* TASK DETAILS
Reproduce the data below verbatim, starting at its first line and ending with the line that contains "[[[307,686],[304,700],[306,732],[346,732],[350,726],[347,686]]]", including that line.

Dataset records
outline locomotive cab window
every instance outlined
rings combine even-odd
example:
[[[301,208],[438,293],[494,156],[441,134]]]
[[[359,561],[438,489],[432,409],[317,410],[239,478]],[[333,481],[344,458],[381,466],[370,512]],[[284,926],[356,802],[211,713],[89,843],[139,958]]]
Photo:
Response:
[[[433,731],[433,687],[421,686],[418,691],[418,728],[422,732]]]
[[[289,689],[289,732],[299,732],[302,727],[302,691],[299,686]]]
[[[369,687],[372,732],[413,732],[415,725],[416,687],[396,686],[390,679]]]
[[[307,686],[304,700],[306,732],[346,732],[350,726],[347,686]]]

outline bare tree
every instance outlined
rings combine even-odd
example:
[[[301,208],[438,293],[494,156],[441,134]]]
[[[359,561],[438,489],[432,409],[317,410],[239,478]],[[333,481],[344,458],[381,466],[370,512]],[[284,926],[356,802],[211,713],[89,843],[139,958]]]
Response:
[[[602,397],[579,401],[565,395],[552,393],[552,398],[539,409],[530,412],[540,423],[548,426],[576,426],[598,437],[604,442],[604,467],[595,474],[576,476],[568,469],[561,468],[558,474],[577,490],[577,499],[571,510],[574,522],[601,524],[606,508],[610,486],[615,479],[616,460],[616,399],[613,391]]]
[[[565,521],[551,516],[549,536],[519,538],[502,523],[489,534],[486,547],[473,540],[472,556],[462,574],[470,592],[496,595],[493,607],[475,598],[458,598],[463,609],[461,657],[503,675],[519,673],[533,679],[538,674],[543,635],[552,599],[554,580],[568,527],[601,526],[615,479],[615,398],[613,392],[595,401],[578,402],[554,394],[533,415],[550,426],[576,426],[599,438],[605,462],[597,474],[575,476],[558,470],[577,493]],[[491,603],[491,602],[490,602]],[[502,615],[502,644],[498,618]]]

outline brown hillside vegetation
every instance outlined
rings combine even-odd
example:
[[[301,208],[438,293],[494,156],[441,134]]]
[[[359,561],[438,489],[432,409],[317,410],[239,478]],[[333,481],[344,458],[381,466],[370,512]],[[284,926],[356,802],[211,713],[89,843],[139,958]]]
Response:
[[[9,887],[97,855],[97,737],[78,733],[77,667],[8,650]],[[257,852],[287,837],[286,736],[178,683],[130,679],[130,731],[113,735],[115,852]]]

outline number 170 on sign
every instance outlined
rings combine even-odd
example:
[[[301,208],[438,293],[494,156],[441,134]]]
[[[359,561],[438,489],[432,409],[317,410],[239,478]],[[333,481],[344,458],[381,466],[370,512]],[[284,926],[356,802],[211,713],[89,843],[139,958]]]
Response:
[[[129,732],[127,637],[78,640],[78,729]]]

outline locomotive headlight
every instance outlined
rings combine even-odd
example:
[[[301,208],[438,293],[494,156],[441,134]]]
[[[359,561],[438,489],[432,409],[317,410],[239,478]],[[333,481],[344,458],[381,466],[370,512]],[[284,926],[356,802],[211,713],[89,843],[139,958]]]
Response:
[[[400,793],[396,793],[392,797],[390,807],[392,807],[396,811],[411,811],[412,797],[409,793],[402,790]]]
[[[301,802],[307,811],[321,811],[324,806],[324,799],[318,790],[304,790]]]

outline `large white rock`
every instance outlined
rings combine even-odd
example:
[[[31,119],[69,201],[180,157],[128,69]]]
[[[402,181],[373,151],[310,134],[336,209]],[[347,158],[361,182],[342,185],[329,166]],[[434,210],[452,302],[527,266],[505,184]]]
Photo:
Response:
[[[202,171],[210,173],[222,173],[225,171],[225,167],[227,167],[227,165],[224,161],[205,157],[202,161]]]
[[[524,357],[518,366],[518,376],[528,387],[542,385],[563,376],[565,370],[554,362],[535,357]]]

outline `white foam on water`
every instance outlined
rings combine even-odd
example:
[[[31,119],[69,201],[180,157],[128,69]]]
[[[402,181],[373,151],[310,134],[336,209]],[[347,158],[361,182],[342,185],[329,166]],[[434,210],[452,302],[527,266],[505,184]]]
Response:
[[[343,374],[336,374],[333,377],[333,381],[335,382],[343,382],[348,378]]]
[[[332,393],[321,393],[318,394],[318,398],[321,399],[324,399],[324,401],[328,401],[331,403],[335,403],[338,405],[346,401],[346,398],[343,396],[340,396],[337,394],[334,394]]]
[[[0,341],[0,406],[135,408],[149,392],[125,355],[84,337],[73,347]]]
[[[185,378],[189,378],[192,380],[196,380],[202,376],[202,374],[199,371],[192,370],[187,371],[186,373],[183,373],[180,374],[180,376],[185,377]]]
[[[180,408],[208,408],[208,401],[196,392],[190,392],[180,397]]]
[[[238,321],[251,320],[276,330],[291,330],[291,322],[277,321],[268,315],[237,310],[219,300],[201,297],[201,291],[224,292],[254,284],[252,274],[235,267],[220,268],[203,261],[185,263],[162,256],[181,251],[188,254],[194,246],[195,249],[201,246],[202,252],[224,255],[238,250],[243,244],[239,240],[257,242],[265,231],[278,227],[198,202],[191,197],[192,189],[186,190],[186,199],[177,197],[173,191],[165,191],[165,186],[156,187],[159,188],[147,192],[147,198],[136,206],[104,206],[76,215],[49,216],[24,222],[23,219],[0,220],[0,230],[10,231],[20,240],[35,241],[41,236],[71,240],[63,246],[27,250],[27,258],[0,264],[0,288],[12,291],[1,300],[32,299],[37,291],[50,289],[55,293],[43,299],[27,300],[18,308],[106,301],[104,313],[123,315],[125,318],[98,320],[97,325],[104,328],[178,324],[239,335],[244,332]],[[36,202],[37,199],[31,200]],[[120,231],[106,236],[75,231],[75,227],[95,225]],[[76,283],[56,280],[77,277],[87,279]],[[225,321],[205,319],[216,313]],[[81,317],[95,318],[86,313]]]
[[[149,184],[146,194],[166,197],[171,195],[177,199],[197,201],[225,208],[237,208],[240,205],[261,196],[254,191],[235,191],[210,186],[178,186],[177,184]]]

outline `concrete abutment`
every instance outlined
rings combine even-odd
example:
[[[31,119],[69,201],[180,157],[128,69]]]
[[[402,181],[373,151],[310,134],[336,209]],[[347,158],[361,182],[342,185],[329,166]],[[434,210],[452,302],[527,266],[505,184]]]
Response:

* WRITTEN SOLUTION
outline locomotive cab window
every instance outlined
rings combine even-odd
example:
[[[301,208],[438,293],[494,156],[441,134]]]
[[[359,561],[438,489],[432,409],[317,410],[239,478]],[[333,481],[344,458],[381,466],[370,512]],[[284,926],[356,802],[211,713],[89,843],[139,958]]]
Photo:
Response:
[[[433,731],[433,687],[421,686],[418,691],[418,728],[422,732]]]
[[[289,689],[289,732],[299,732],[302,727],[302,691],[299,686]]]
[[[369,687],[372,732],[413,732],[415,725],[416,687],[396,686],[390,679]]]
[[[307,686],[304,700],[306,732],[346,732],[350,726],[347,686]]]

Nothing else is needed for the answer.